**Required work**.
a – Copy verbatim the part of the rare earth text that opens with the words "China has recently" and closes with "to the U.S.?".
b – In the rare earth text, which country held a virtual monopoly on rare earth supply decades ago?
c – Continue the rare earth text from its final sentence.

**Text**.
China has recently threatened to ban export of rare earth metal to the US. What can the US do to retaliate against such a move politically? Is there anything the U.S. can do that could hurt China as much? Also, is there any perhaps less aggressive move the U.S. could use in order to retaliate or prevent China from doing such a thing?
What can the U.S. do politically if China decided to stop exporting rare earth metals to the U.S.?
Sensible actions seem to be:
- Buy rare earth materials from other suppliers
- Facilitate the production of rare earth materials in the USA and/or friendlier countries
- Invest in alternatives to rare earth materials
I left this as a comment on a similar question (but specifically about Nato):
Such materials aren't particularly rare in terms of distribution around the planet - they are 'just' costly (economically and environmentally) to produce. Decades ago the USA had a virtual monopoly on supply. It lost that monopoly to China which could do it much cheaper. If China makes rare earth materials more expensive or stops supply altogether, other countries will find production more economic and/or they will use different materials. As happened during the China rare earth embargo in 2010.
As this question was phrased, what could the US do to hurt China in response, they could do almost anything to escalate the trade war. Of course, there's a measure of self-hurt in trade wars as well.

**Supplied material**.
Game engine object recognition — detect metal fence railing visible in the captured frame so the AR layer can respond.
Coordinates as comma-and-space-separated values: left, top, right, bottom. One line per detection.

**Response list**.
a –
China has recently threatened to ban export of rare earth metal to the US. What can the US do to retaliate against such a move politically? Is there anything the U.S. can do that could hurt China as much? Also, is there any perhaps less aggressive move the U.S. could use in order to retaliate or prevent China from doing such a thing?
What can the U.S. do politically if China decided to stop exporting rare earth metals to the U.S.?

b – The USA.

c –
But the US has already taken (protectionist) steps to reduce its dependence on Chinese raw or finished imports using rare earths, at least in the military sector:
The new legislation, more commonly known as the 2019 National Defense Authorization Act, prohibits the U.S. Department of Defense from acquiring rare earth magnets – along with certain tungsten, tantalum and molybdenum products – from China, Russia, Iran, and North Korea. “This is a turning point in the re-establishment of an independent US rare earth industry,” said Ucore President and CEO Jim McKenzie. “It is also an important inflection point for rare earth investors. Rare earth magnets, or REMs, represent a technology of critical importance to the American military.”
More of the same could follow, whether or not China cuts its exports to the US.
Following the 2009-2010 disruption in Chinese rare earth exports, the USGS has conducted a survey of US rare earths deposits, and found them to be substantial. If cost were no objection, the US could easily exploit these. (And related to that, Japan has even conducted underwater prospecting finding vast reserves in their waters.)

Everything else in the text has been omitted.